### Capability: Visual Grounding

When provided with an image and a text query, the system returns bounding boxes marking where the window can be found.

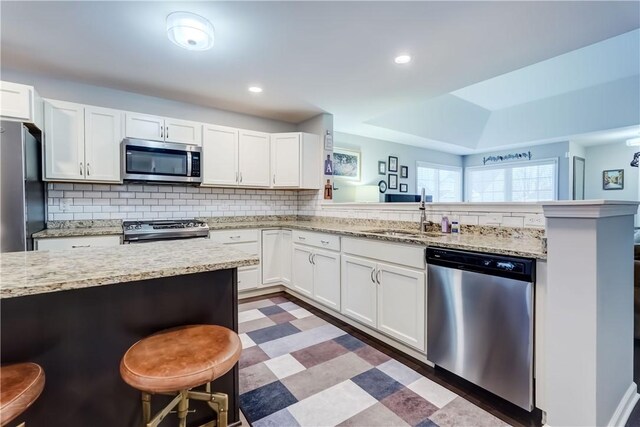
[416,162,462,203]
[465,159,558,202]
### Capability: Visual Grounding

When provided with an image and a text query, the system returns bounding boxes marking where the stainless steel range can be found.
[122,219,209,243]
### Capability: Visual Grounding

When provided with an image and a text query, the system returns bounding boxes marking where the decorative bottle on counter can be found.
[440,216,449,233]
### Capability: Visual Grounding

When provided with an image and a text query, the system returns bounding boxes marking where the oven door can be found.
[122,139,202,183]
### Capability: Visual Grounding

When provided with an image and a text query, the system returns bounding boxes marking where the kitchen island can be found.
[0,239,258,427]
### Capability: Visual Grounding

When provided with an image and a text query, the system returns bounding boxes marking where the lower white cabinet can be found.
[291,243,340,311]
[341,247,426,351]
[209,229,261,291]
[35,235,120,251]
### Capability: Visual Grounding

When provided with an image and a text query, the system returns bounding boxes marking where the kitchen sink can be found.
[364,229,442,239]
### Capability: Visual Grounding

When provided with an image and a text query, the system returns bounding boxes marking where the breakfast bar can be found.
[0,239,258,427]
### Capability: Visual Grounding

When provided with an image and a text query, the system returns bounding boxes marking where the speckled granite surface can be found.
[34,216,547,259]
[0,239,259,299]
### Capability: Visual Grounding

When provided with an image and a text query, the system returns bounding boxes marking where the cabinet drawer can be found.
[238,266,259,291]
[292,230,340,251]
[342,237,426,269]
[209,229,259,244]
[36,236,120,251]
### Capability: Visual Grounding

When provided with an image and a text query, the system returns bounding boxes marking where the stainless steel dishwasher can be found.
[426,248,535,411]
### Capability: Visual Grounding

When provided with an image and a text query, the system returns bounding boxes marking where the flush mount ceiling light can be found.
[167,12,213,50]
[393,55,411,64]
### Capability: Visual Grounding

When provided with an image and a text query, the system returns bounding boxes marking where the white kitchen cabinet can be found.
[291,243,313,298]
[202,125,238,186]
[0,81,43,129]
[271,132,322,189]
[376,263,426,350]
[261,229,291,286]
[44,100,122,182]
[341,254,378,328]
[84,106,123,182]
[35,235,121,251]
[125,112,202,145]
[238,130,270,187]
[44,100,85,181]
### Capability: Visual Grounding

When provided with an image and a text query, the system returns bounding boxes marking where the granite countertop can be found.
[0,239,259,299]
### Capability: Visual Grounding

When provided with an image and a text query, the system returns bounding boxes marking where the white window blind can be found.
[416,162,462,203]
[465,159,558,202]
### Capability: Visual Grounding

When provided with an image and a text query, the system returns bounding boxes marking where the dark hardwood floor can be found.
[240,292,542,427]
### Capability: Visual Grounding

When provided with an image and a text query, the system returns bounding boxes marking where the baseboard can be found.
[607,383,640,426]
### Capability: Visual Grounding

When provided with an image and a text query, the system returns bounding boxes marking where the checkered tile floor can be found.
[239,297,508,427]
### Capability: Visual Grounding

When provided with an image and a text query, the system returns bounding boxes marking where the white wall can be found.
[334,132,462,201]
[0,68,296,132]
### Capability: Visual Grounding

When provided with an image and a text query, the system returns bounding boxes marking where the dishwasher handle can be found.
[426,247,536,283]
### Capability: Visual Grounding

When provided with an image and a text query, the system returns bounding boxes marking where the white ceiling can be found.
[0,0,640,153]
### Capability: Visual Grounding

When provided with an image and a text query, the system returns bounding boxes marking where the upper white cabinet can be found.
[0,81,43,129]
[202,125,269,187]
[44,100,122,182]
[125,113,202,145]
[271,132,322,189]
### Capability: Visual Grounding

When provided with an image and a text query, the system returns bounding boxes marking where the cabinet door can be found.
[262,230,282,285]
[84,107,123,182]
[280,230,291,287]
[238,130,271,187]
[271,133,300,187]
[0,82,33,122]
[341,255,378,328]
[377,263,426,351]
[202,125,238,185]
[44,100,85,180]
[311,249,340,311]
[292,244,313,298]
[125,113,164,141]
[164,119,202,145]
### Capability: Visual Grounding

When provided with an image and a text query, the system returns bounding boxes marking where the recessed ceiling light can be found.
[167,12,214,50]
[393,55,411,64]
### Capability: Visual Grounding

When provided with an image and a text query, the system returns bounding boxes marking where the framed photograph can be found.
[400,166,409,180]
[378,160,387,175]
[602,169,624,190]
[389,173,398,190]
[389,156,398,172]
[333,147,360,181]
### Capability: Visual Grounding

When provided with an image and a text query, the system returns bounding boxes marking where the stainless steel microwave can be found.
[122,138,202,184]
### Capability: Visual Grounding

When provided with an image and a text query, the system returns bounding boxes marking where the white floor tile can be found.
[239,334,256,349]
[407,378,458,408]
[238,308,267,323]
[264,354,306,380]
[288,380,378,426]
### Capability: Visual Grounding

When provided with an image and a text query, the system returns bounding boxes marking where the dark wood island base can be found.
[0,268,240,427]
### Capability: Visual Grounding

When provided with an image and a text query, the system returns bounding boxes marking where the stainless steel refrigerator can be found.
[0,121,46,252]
= = = = =
[STATED PROBLEM]: Copy out, in full, each line of the rows above that contains the string "door". Case counts.

[SOLVED EXERCISE]:
When provided with an image and a text query, the system returns bounding boxes marking where the oven door can be found.
When provided with an image and a text query, the system returns bounding boxes marking where the cabinet door can be found.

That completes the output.